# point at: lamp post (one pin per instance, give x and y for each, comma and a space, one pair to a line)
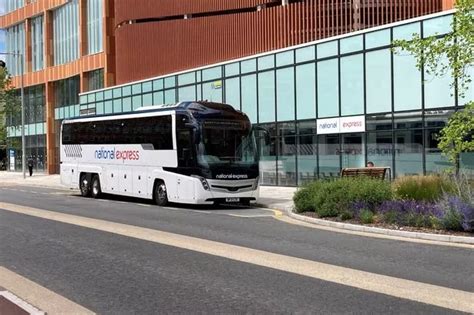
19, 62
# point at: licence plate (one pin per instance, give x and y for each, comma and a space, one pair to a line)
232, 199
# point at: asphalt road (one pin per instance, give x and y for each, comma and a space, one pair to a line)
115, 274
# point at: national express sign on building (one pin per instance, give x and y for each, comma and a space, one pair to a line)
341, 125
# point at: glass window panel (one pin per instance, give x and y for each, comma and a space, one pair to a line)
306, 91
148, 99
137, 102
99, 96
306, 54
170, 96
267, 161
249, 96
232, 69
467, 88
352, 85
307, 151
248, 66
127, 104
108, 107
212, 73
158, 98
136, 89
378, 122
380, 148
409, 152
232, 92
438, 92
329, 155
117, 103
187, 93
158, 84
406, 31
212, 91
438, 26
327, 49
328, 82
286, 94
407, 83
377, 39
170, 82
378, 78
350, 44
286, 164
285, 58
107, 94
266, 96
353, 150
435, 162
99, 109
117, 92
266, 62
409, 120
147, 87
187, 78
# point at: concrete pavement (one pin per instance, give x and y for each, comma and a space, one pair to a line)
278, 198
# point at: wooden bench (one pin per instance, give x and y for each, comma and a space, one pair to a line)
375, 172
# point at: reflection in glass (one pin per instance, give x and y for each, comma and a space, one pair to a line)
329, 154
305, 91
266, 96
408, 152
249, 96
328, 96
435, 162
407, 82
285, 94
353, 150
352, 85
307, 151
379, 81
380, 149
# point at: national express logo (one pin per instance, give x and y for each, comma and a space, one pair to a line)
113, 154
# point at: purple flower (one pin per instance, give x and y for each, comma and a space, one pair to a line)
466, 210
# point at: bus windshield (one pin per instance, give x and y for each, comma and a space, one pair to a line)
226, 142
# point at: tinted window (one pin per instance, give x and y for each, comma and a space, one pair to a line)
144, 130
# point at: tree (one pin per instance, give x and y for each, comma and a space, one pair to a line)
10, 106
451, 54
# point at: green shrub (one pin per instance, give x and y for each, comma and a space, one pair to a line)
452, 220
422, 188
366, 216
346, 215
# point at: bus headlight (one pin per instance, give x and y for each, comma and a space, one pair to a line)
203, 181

────────────────────

:: Requirement ::
Each record must be quoted in full and exactly. Do not include the pictures.

:: Finished task ::
# point at: lamp post (one pin per instance, give x and y for each, comma and a space, one pair to a line)
19, 62
# point at: licence plate (one pin per instance, give x and y for each, comma and a space, one pair to a line)
232, 199
# point at: asphalt road (one pin per instance, give x and y for each, comma and a space, one pair to a line)
115, 274
# point at: national express sign on building (one pin per instance, give x and y for each, comma and a space, one pair to a line)
341, 125
# point at: glass window panel (one pin per instance, give x and y for each, comma and a space, one pair to a line)
306, 91
148, 99
137, 102
99, 96
306, 54
170, 96
267, 161
249, 96
232, 69
467, 88
352, 85
307, 151
248, 66
127, 104
108, 107
212, 73
158, 98
136, 89
378, 122
380, 148
409, 152
232, 92
438, 92
329, 155
117, 103
187, 93
158, 84
406, 31
212, 91
438, 26
327, 49
328, 82
286, 94
407, 83
377, 39
170, 82
378, 78
350, 44
286, 164
285, 58
107, 94
266, 96
353, 150
435, 162
99, 109
117, 92
266, 62
409, 120
147, 87
187, 78
# point at: concrete pavement (one pin per instance, give x and y for each, comma and a space, one pair to a line)
278, 198
# point at: wooden bench (one pin per instance, give x and y for each, comma and a space, one pair to a line)
375, 172
# point at: reflection in glass (one pin per instance, give x and y for each, comma and a space, one pair to a line)
329, 154
305, 91
266, 96
408, 152
249, 96
328, 96
435, 162
407, 82
285, 94
353, 150
352, 85
307, 151
379, 81
380, 149
# point at: national express logo (one pin per instance, give x and y for each, comma and a space, one pair to a line)
113, 154
# point at: purple flower (one pin per instance, give x and y for each, comma and a space, one pair to a line)
466, 210
# point at: bus windshield (one pin per instance, give x and y for each, comma and a space, one pair to a line)
226, 142
# point at: tinted window (one pin per instance, give x and y for each, comma and a space, one pair to a line)
144, 130
# point at: tree (one pin per instance, give x and y for each, comma and a space, one pair to a line)
10, 106
451, 54
# point at: green shrub (one pin per instance, give x and y for each, comma and a space, one pair to a line)
452, 220
422, 188
366, 216
346, 215
# point at: bus headlight (one pin per instance, give x and y for each, comma and a space, one pair to a line)
203, 181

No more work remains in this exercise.